(Complete the following):
1. According to the article on France's tax burden, why is France among the top three in Europe? Answer in one to three sentences.
2. Return the part of the article on France's tax burden that starts at "France is synonymous" and ends at "three in Europe.", without changing a word.

(Document text):
┏━━

France has ‘third highest tax burden in EU’

France is synonymous with taxes and a new report released on Monday has revealed that France’s tax burden is now in the top three in Europe when compared to the percentage of its GDP.

France has 'third highest tax burden in EU'
France's tax burden in terms of a percentage of its GDP is on the increase and is one of the highest in Europe. Photo: AFP

New stats revealed that the ratio of France’s tax burden when compared to its GDP continues to grow and is now among the top three in Europe.

The ratio of tax revenues to GDP varies greatly among member states of the EU but in France it stood at 45 percent in 2012, a report from Eurostat, the statistical office of the European Union has revealed.

That ratio put it ahead of Scandinavian countries like Sweden (44.2 percent) and Norway (42.4 percent) both of which are renowned for their high taxes.

Only Denmark (48.1 percent) and Belgium (45.4 percent) have a higher tax-to-GDP ratio than France.

Across the EU, the overall sum of taxes as a percentage of GDP reached 39.4 percent in 2012, although it was 40.4 percent in the 18 countries using the euro currency.

┗━━

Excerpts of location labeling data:
┏━━

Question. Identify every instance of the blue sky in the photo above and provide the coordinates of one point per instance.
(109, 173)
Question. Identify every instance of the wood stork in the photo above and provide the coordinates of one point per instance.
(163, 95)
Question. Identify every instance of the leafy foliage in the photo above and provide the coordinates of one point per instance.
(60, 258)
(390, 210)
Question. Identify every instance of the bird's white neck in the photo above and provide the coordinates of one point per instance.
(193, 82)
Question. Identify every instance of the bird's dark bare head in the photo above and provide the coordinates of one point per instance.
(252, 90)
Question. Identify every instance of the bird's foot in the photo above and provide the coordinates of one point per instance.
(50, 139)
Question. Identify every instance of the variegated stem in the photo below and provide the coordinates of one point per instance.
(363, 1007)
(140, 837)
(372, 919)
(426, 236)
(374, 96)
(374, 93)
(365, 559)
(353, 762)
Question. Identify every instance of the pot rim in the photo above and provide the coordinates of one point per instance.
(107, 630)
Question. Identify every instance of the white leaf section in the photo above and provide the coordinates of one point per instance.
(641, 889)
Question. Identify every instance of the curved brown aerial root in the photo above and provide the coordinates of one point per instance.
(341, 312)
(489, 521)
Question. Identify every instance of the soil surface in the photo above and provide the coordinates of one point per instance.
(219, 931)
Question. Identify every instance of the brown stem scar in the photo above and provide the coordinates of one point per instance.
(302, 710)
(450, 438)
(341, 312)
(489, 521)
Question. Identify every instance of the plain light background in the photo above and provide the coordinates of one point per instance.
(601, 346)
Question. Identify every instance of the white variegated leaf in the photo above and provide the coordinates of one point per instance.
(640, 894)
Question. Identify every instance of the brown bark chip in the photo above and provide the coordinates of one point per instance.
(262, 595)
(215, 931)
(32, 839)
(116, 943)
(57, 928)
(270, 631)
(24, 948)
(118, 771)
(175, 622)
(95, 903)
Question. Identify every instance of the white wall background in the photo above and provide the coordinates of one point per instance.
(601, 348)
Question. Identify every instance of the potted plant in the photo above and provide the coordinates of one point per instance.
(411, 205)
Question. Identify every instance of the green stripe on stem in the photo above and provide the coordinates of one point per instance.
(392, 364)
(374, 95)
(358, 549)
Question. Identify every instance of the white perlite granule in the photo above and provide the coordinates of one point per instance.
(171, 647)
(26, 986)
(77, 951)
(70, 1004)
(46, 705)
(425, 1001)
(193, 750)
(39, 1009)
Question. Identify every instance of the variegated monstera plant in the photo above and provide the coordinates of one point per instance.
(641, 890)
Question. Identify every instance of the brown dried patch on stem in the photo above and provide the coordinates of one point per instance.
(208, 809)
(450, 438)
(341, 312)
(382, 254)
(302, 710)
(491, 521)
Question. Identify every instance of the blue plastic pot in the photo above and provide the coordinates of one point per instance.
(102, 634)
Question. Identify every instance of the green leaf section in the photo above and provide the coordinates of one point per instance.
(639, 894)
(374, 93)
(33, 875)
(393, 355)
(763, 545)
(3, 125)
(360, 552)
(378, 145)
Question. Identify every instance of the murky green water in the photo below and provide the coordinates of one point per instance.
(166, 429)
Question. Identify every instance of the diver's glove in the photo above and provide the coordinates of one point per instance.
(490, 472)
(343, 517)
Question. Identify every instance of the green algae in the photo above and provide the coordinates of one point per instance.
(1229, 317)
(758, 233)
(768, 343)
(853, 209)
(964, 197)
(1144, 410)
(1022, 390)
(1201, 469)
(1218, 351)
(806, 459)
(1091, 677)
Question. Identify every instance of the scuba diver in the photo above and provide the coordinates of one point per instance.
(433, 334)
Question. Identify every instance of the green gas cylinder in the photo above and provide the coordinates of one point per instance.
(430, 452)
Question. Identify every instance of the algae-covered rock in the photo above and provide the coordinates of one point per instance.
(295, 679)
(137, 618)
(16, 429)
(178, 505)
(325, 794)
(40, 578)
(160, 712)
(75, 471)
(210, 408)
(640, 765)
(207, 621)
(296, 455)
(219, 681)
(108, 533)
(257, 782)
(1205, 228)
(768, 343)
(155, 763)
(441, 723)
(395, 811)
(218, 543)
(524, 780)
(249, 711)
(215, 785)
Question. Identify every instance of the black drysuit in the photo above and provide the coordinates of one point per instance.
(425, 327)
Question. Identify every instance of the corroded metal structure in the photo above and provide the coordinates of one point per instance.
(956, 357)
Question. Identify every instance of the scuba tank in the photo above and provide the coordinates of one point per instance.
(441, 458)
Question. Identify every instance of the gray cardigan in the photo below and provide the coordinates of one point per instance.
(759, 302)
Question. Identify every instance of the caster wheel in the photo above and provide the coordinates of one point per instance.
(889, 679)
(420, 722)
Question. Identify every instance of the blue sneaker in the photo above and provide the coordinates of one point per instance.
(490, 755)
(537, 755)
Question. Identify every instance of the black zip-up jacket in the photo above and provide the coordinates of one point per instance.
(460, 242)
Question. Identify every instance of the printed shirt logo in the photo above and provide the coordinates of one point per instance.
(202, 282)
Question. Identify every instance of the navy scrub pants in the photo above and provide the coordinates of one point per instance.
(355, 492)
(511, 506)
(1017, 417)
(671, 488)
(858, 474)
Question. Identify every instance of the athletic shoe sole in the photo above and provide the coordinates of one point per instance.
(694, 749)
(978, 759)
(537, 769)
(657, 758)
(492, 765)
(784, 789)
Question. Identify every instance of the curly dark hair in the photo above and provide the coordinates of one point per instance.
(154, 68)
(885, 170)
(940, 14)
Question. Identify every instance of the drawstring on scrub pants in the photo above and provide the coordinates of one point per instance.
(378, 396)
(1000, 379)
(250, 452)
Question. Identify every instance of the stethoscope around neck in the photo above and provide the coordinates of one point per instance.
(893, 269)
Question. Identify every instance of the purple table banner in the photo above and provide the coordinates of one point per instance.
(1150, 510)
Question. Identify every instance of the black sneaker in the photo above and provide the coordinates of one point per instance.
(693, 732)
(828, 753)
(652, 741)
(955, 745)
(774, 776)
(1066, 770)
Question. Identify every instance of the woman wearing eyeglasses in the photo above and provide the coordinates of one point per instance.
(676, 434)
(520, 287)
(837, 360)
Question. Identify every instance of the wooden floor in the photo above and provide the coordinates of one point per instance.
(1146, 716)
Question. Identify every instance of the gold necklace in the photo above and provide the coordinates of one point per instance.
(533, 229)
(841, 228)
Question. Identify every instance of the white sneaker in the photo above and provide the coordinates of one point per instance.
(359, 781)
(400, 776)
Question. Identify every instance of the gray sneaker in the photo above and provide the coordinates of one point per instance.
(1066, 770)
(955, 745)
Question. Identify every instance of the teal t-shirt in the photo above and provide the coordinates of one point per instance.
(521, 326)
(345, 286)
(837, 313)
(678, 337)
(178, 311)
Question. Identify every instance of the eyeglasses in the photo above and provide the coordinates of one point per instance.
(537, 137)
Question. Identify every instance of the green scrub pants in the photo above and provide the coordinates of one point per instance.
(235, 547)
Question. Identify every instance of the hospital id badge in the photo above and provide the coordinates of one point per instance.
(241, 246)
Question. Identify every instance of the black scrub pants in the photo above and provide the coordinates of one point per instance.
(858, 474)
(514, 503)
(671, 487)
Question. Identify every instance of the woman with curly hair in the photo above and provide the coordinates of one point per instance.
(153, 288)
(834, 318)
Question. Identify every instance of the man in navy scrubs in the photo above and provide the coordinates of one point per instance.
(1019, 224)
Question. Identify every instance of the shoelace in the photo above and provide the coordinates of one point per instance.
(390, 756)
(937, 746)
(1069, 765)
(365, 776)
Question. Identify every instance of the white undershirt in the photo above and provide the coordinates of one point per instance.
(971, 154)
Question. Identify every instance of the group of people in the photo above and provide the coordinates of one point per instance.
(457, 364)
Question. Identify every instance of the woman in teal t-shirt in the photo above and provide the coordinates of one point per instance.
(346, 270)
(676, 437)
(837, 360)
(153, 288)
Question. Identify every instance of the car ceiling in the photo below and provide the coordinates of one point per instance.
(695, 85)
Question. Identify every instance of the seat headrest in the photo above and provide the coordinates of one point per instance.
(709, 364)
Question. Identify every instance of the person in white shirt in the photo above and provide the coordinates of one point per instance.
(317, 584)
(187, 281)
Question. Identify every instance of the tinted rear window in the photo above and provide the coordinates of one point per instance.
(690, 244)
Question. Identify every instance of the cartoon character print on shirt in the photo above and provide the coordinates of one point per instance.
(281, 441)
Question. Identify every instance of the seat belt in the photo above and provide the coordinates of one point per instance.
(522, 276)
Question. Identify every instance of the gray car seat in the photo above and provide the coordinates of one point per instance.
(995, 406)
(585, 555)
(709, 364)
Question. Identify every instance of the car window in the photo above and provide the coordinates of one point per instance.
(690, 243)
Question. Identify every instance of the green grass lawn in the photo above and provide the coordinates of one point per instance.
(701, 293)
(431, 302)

┗━━

(Solution set):
1. France's tax revenues came to 45 percent of its GDP in 2012. Only Denmark (48.1 percent) and Belgium (45.4 percent) had a higher ratio, which puts France third.

2.
France is synonymous with taxes and a new report released on Monday has revealed that France’s tax burden is now in the top three in Europe when compared to the percentage of its GDP.

France has 'third highest tax burden in EU'
France's tax burden in terms of a percentage of its GDP is on the increase and is one of the highest in Europe. Photo: AFP

New stats revealed that the ratio of France’s tax burden when compared to its GDP continues to grow and is now among the top three in Europe.